◆ **Text extract**
An interesting question! I spent several years sitting on a judging panel for packaging projects organised by the Royal Society for Arts and Manufactures (RSA). Amongst the other members on the panel was Flo Bayley, wife of Stephen, and a designer in her own right, who just happened to introduce an article on 50 great ideas for the 21st century published in the Independent on Sunday last August. I thought it worth just reproducing the opening sentences or so of each paragraph of Stephen's intro (You can read the whole article here):
What were the great ideas of the last century? A random list might include abstract art, behaviourism, corporate identity, automation, digital theory, futurism, the uncertainty principle, Gestalt psychology, industrial design, jet engines, fast food, television, the marginal productivity theory of wages, the hit parade, best-sellers, miniskirts, consumerism, modernism, cassette tapes, nudism, VAT, pop and linguistics.

◆ **Brief**
In the excerpt on great ideas, which newspaper published the article on 50 great ideas for the 21st century?

◆ **Stored records**
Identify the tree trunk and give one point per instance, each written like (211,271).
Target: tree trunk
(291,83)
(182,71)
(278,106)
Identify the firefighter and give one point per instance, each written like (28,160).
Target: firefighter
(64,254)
...
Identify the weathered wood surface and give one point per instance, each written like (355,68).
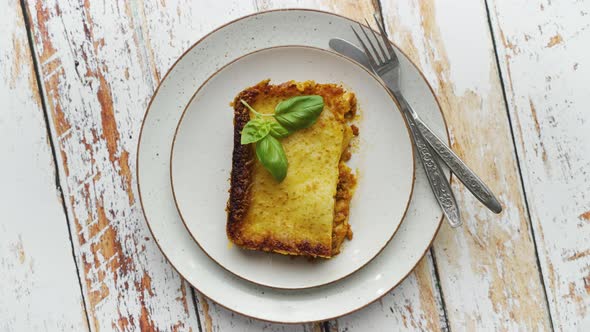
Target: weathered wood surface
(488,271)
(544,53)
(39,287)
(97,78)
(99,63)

◆ **Solution below**
The Independent on Sunday.